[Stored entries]
-- Opening Marker --

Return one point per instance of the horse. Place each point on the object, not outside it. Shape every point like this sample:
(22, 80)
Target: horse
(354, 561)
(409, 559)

-- Closing Marker --

■ PROBLEM: Write the entries out again in full, exactly as they appear above.

■ ANSWER SECTION:
Return one point per instance of the horse. Place each point on the object, not outside it. Shape every point like this sample:
(22, 80)
Target: horse
(354, 561)
(409, 559)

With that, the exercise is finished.